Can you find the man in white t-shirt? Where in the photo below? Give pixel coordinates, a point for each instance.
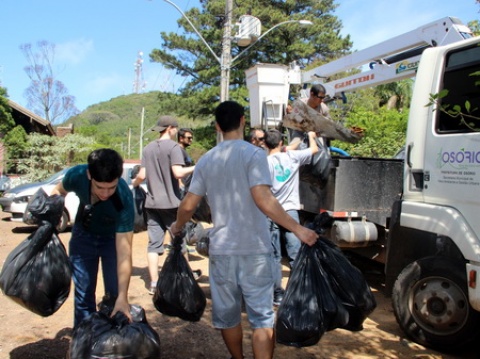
(284, 170)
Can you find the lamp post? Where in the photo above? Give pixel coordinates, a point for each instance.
(226, 62)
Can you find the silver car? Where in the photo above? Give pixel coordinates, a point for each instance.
(15, 200)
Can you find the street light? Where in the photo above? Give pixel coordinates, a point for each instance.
(225, 61)
(301, 22)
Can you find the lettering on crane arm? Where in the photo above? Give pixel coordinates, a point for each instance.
(354, 81)
(406, 66)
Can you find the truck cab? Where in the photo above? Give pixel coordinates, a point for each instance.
(418, 216)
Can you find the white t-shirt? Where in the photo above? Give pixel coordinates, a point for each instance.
(284, 170)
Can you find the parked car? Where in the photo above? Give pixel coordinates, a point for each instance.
(5, 183)
(15, 200)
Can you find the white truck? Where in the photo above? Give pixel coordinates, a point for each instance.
(419, 216)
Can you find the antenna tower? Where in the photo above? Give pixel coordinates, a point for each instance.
(139, 82)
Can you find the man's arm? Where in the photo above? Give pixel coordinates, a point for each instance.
(139, 177)
(185, 212)
(181, 171)
(123, 243)
(312, 143)
(269, 205)
(58, 189)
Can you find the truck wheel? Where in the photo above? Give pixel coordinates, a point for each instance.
(63, 224)
(431, 305)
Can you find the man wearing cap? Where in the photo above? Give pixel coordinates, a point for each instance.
(163, 165)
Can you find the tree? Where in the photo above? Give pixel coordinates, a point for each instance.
(13, 137)
(6, 120)
(46, 95)
(188, 55)
(395, 95)
(45, 155)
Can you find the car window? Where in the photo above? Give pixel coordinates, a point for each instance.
(55, 177)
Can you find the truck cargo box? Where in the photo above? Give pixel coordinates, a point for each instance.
(363, 186)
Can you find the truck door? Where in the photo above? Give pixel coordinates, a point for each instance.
(451, 164)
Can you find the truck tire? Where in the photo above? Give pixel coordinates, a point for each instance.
(431, 305)
(63, 224)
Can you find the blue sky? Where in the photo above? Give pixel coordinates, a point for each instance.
(97, 42)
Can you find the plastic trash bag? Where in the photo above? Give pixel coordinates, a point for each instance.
(309, 307)
(348, 283)
(99, 336)
(321, 164)
(140, 222)
(37, 274)
(177, 293)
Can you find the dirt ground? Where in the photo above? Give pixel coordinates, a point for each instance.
(24, 335)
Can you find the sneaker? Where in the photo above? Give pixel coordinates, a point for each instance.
(197, 274)
(277, 299)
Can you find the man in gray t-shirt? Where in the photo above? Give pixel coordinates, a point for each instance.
(162, 166)
(235, 179)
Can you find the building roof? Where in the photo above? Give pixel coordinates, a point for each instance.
(30, 121)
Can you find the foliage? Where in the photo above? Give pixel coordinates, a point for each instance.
(384, 135)
(6, 119)
(395, 95)
(15, 142)
(49, 154)
(117, 123)
(475, 27)
(466, 117)
(189, 56)
(46, 95)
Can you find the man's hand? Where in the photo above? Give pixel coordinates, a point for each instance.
(122, 306)
(306, 235)
(175, 231)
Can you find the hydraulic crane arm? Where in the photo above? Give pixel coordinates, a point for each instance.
(389, 61)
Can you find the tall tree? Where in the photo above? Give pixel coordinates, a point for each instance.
(47, 96)
(6, 120)
(189, 56)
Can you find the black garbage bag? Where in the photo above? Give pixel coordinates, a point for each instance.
(309, 307)
(102, 336)
(178, 293)
(37, 274)
(348, 283)
(140, 222)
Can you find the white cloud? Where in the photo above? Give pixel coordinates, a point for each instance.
(74, 52)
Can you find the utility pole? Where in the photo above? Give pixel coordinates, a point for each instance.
(226, 52)
(142, 118)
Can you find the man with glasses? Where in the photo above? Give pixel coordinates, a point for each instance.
(257, 137)
(185, 138)
(103, 230)
(162, 165)
(315, 101)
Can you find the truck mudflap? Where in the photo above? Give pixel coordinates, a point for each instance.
(473, 277)
(430, 303)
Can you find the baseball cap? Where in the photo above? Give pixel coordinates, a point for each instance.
(165, 121)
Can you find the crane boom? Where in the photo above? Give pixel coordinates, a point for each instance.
(389, 61)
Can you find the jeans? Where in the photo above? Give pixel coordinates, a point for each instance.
(85, 252)
(292, 246)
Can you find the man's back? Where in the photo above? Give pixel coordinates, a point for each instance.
(158, 158)
(225, 175)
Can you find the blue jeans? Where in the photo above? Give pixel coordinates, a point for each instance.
(292, 246)
(85, 252)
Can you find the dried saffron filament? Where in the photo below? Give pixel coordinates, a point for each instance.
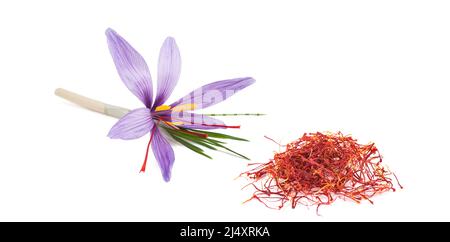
(317, 169)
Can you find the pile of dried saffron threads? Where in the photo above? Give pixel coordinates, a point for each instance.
(317, 169)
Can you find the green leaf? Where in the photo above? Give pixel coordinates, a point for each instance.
(230, 150)
(219, 135)
(190, 146)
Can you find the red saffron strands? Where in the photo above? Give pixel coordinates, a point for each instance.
(317, 169)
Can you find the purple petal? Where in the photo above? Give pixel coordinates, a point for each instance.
(133, 125)
(169, 68)
(214, 93)
(196, 121)
(163, 153)
(131, 67)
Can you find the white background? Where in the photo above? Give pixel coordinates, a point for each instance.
(378, 70)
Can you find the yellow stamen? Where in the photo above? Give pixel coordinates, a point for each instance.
(162, 108)
(184, 107)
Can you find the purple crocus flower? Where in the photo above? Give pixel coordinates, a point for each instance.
(135, 74)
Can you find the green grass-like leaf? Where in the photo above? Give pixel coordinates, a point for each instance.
(218, 135)
(190, 146)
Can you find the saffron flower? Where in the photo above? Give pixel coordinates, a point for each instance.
(161, 120)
※ ※ ※
EXERCISE GOAL: When copying the material, leave every image behind and keep each line verbatim.

RESPONSE AREA:
Can you find the man in white t-shirt? Where in the photo below? Give pixel coordinates, a point for each instance.
(284, 170)
Can you find the lamp post? Where in the photo above? Give pixel coordinates, a point for each instance.
(226, 62)
Can you find the silver car? Where in the photo above? Give pixel coordinates, a point for each instance.
(15, 200)
Can you find the street light? Where in the photo above? Give pixel coordinates, a point for each instance.
(225, 61)
(301, 22)
Can you find the lettering on crane arm? Where in the photo above? Give pixel coordinates, a point for each instance.
(354, 81)
(406, 66)
Can you find the truck cab? Where in the photo above? Give pixel coordinates, a point for each instance.
(418, 216)
Can you find the white t-shirt? Where in the photo above? Give pixel coordinates, a point for each instance.
(284, 170)
Can you find the parked car? Where in the photo above? Give pixel coordinates, a point for each instance.
(5, 183)
(15, 200)
Can you find the white truck? Where in the photo above? Give pixel coordinates, a point for each instance.
(419, 216)
Can you find the antenna tower? Where in the photo above? Give pixel coordinates, a point for each instance.
(139, 82)
Can you find the man's arm? Where in the photo above? Give pixel coordinates, a point for each instance.
(139, 177)
(185, 212)
(181, 171)
(123, 243)
(312, 143)
(269, 205)
(58, 189)
Can you find the truck wheel? Where in the photo above? Give pixel coordinates, a point for each instance.
(63, 224)
(431, 305)
Can you find the man wearing cap? Where in the photo above? Give pixel coordinates, a point for each instance.
(163, 165)
Can you find the tree? Where in the photo above? Give pixel coordinates, a point for each instance.
(13, 137)
(6, 120)
(46, 95)
(188, 55)
(395, 95)
(45, 155)
Can you find the car window? Where in the photo above? Give pixel coordinates, a point for each instance.
(55, 177)
Can you find the truck cargo box? Where in the photo above? Give pixel coordinates, a point for each instance.
(363, 186)
Can you find the truck door? Where in the photo above? Give pixel coordinates, a point for each instance.
(451, 164)
Can you find the truck tire? Where in the photo above? Give pixel coordinates, a point for each instance.
(431, 305)
(63, 224)
Can you find the blue sky? Where in the photo above? Give pixel coordinates, a point for each instance.
(97, 42)
Can you find the plastic trash bag? Where in the photo above? Give pixel coordinates, a point for each instance.
(309, 307)
(348, 283)
(99, 336)
(321, 164)
(140, 222)
(37, 274)
(177, 293)
Can you find the dirt ground? Where in the photo above? Give pixel coordinates, a point for each instance.
(24, 335)
Can you find the sneaker? Where in the photo above? Give pixel coordinates, a point for each instance.
(197, 274)
(277, 299)
Can you find the man in gray t-shirt? Where in the photo above? Give pixel coordinates, a point for each instance.
(162, 166)
(235, 179)
Can you find the building roof? Where in the photo above? Give pixel coordinates, a point for each instance.
(30, 121)
Can you find the foliage? Where in the photo above? Give pixel coordinates, a point for each instance.
(384, 135)
(6, 119)
(395, 95)
(15, 142)
(49, 154)
(117, 123)
(475, 27)
(466, 117)
(189, 56)
(46, 95)
Can you find the man's hand? Where in the photo above? Give pixel coordinates, a point for each instance.
(122, 306)
(306, 235)
(175, 231)
Can you find the hydraulic crane arm? Where in the photo above? Give pixel coordinates, a point for each instance.
(389, 61)
Can you find the tall tree? Where in the photo above? Give pixel coordinates, a point for each instance.
(47, 96)
(6, 120)
(189, 56)
Can you find the black garbage bag? Where in the photo above? Give pixel coordinates, a point for each instance.
(309, 307)
(102, 336)
(178, 293)
(37, 274)
(348, 283)
(140, 222)
Can you find the white cloud? Where in the photo above? Give pixel coordinates, a point for each instance.
(74, 52)
Can you find the utility pole? Where in the photo above? Give pixel coordinates, a point for each instance.
(226, 52)
(142, 118)
Can you find the man with glasses? Where in the photo above? Give pixel coordinates, a point for each instance.
(257, 137)
(185, 138)
(103, 230)
(162, 165)
(315, 101)
Can you find the truck mudflap? Where in the photo above? Give pixel coordinates, a point for each instance.
(473, 277)
(430, 303)
Can you find the baseball cap? Where in the photo above? Give pixel coordinates, a point for each instance.
(165, 121)
Can you find the crane boom? Where in the photo above? Give pixel coordinates, a point for each instance.
(389, 61)
Can you find the jeans? Where in the photo above? Give pixel coordinates, a point for each instance.
(85, 252)
(292, 246)
Can you find the man's back? Where in the photo above? Give pixel coordinates, a point for each instance.
(158, 158)
(225, 175)
Can you find the blue jeans? Where in the photo above? Give pixel coordinates, a point for each instance.
(292, 246)
(85, 252)
Can you find the dried saffron filament? Where in the photo below? Give pixel coordinates, a point for each instance.
(317, 169)
Can you find the pile of dried saffron threads? Where in the photo above? Give pixel coordinates, a point for each instance.
(317, 169)
Can you find the green leaf? Where in the photo above? Give pixel coordinates, a point for each instance.
(230, 150)
(219, 135)
(190, 146)
Can you find the red saffron strands? Where in the photo above? Give pixel coordinates, a point for each instance.
(317, 169)
Can you find the purple petal? Where in the photo above? Give pixel coordinates, a point for each instance.
(133, 125)
(169, 68)
(214, 93)
(196, 121)
(163, 153)
(131, 67)
Can you find the white background? Where in the photo above? Give pixel coordinates, a point for each instance.
(378, 70)
Can you find the yellow stamen? Where in the photo above? Give pixel coordinates, a point for each instance.
(162, 108)
(184, 107)
Can you find the purple crocus flower? Where in the photo above? Give pixel coordinates, a point for each instance.
(135, 74)
Can you find the green grass-like leaf? Where in the photo above? Give pixel coordinates, a point for each instance.
(218, 135)
(190, 146)
Can you find the saffron flower? Where in the photo above? Give pixel coordinates, a point for each instance.
(161, 120)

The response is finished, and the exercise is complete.